OTTAWA (ONTARIO), LE MERCREDI 29 MAI 2002

CORAM :       LE JUGE STONE

LE JUGE ROTHSTEIN

LE JUGE SEXTON

ENTRE :

LE PROCUREUR GÉNÉRAL DU CANADA

demandeur

- et -

PHILIP GAULEY

défendeur

                                                                        JUGEMENT

La demande est accueillie, la décision du juge-arbitre datée du 25 avril 2001 est annulée et l'affaire est renvoyée au juge-arbitre en chef ou à un juge-arbitre désigné par lui pour nouvelle instruction et nouvelle décision, étant entendu que le conseil arbitral n'était pas habilité à réduire à zéro le montant des pénalités.

                                                                                                                                            « A.J. STONE »          

                                                                                                                                                                 Juge                   

Traduction certifiée conforme

Suzanne M. Gauthier, trad. a., LL.L.


Date : 20020529

Dossier : A-353-01

Référence neutre : 2002 CAF 219

CORAM :       LE JUGE STONE

LE JUGE ROTHSTEIN

LE JUGE SEXTON

ENTRE :

LE PROCUREUR GÉNÉRAL DU CANADA

demandeur

- et -

PHILIP GAULEY

défendeur

Audience tenue à Toronto (Ontario), le mercredi 15 mai 2002.

Jugement rendu à Ottawa (Ontario), le mercredi 29 mai 2002.

MOTIFS DU JUGEMENT :                                                                                           LE JUGE STONE

Y SOUSCRIVENT :                                                                                            LE JUGE ROTHSTEIN

                                                                                                                                       LE JUGE SEXTON


Date : 20020529

Dossier : A-353-01

Référence neutre : 2002 CAF 219

CORAM :       LE JUGE STONE

LE JUGE ROTHSTEIN

LE JUGE SEXTON

ENTRE :

LE PROCUREUR GÉNÉRAL DU CANADA

demandeur

- et -

PHILIP GAULEY

défendeur

MOTIFS DU JUGEMENT

LE JUGE STONE

[1]                 Le procureur général du Canada demande le contrôle et l'annulation de la décision d'un juge-arbitre rendue le 25 avril 2001 conformément à la Loi sur l'assurance-emploi, L.C. 1996, ch. 23, qui rejetait un appel dirigé contre la décision d'un conseil arbitral de réduire à zéro les pénalités imposées par la Commission conformément au paragraphe 38(1) de la Loi.

= Travail demandé =
(A) D'après l'extrait de jugement, en quelle ville et à quelle date l'audience a-t-elle été tenue ?
(B) Recopiez sans modification le passage de l'extrait de jugement qui va de « [1]                 Le procureur » jusqu'à « 38(1) de la Loi. » inclus.

= Données fournies =
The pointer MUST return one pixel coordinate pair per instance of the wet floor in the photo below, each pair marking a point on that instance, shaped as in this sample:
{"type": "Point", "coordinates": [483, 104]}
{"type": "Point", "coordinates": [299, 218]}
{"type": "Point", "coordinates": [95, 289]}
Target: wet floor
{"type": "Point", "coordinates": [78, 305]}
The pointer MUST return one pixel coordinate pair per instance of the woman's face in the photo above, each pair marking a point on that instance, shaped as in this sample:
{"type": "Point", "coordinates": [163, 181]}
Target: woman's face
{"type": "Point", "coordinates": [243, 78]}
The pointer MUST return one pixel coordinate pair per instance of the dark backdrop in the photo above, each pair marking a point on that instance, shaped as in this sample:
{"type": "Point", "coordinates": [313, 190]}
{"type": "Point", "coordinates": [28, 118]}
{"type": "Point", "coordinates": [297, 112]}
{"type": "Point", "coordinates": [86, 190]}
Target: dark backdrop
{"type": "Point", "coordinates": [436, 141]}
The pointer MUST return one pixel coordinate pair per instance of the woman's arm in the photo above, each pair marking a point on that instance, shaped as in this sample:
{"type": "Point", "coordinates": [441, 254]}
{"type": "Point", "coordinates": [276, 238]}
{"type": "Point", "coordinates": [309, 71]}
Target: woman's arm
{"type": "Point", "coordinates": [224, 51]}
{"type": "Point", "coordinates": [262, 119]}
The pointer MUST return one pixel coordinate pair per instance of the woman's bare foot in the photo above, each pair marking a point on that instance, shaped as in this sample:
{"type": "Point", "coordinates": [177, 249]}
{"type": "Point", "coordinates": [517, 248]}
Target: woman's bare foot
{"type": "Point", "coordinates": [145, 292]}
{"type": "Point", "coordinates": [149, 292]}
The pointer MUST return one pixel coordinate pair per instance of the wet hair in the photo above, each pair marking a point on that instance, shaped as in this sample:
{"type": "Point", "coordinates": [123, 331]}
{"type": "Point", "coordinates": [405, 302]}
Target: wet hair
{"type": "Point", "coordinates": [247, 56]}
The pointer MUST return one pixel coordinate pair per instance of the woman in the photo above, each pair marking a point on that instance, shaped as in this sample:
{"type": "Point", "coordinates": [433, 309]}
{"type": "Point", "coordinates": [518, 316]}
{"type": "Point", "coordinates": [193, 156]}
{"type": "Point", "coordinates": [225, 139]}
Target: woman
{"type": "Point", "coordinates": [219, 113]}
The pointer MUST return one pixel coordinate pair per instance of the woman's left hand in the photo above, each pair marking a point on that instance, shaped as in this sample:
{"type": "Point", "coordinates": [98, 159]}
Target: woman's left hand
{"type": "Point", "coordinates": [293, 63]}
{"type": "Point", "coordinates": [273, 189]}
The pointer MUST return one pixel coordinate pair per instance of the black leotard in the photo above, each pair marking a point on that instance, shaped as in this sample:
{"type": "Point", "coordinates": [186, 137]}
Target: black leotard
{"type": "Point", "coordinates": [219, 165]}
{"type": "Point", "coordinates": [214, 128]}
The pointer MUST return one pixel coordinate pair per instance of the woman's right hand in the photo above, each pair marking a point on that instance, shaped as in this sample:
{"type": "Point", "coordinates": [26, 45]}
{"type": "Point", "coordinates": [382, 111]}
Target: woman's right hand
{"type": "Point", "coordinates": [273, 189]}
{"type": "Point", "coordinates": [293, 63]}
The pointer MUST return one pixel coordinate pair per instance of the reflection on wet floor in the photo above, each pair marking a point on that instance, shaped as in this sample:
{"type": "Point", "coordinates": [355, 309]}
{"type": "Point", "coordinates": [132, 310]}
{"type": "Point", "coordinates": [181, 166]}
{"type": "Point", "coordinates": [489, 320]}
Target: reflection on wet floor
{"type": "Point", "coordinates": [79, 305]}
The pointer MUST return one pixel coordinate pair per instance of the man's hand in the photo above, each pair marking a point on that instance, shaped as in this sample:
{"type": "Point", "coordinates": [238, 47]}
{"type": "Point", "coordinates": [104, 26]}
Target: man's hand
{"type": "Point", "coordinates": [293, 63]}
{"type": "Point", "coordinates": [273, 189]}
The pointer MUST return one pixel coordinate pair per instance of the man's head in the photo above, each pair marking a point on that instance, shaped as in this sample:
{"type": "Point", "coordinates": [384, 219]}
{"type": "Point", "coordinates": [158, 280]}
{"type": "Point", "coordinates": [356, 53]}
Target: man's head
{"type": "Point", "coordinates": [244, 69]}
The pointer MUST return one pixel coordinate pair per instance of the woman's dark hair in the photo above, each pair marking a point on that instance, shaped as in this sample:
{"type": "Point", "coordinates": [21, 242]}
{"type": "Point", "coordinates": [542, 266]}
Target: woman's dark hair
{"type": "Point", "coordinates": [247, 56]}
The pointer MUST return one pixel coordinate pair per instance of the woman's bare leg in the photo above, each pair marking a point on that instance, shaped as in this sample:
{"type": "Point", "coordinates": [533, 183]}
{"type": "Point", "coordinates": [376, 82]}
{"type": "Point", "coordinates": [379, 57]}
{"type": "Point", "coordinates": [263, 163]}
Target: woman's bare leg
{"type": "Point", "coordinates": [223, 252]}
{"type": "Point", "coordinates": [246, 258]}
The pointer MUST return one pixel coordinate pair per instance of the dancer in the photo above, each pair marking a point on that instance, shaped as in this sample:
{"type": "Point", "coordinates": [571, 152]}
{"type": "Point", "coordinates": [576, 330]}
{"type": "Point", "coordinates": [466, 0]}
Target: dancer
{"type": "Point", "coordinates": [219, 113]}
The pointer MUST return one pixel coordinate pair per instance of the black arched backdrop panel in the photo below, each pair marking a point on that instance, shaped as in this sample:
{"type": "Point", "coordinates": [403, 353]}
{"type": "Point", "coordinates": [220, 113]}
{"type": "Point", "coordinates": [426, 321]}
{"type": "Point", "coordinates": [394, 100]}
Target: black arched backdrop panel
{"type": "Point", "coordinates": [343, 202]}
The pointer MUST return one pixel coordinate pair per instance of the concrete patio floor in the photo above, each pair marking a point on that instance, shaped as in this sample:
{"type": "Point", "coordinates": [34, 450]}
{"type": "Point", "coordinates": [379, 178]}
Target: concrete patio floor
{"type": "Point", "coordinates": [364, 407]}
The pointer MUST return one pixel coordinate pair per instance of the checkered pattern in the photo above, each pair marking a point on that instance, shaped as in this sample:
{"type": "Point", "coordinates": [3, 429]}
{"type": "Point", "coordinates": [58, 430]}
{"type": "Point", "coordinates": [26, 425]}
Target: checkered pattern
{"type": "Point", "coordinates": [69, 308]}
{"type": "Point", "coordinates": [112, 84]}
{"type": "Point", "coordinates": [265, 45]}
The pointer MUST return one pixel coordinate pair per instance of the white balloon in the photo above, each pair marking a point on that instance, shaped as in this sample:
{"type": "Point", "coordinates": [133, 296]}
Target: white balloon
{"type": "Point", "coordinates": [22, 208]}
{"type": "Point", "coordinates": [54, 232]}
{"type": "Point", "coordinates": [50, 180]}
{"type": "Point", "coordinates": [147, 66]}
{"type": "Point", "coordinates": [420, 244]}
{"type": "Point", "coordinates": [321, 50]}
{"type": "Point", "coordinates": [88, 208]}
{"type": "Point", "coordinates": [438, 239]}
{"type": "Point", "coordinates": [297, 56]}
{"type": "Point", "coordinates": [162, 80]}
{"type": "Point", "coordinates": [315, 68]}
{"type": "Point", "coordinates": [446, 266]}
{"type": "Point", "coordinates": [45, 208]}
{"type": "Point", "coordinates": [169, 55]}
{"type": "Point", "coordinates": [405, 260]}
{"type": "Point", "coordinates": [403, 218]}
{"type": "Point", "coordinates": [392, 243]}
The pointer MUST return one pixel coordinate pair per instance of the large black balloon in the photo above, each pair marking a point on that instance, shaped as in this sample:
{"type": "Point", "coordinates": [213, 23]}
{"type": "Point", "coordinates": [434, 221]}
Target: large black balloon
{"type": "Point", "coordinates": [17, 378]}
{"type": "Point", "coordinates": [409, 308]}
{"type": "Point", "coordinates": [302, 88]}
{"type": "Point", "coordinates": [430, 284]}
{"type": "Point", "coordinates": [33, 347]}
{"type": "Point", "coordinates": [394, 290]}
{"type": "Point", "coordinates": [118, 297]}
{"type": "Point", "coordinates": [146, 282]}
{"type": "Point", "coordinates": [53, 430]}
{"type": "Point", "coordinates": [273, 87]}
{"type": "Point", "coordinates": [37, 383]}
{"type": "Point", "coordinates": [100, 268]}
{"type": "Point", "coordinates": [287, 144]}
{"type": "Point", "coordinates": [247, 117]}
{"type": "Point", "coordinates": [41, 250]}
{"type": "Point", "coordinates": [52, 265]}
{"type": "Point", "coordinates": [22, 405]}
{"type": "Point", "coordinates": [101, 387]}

= Corrigé =
(A) À Toronto (Ontario), le mercredi 15 mai 2002.

(B)
[1]                 Le procureur général du Canada demande le contrôle et l'annulation de la décision d'un juge-arbitre rendue le 25 avril 2001 conformément à la Loi sur l'assurance-emploi, L.C. 1996, ch. 23, qui rejetait un appel dirigé contre la décision d'un conseil arbitral de réduire à zéro les pénalités imposées par la Commission conformément au paragraphe 38(1) de la Loi.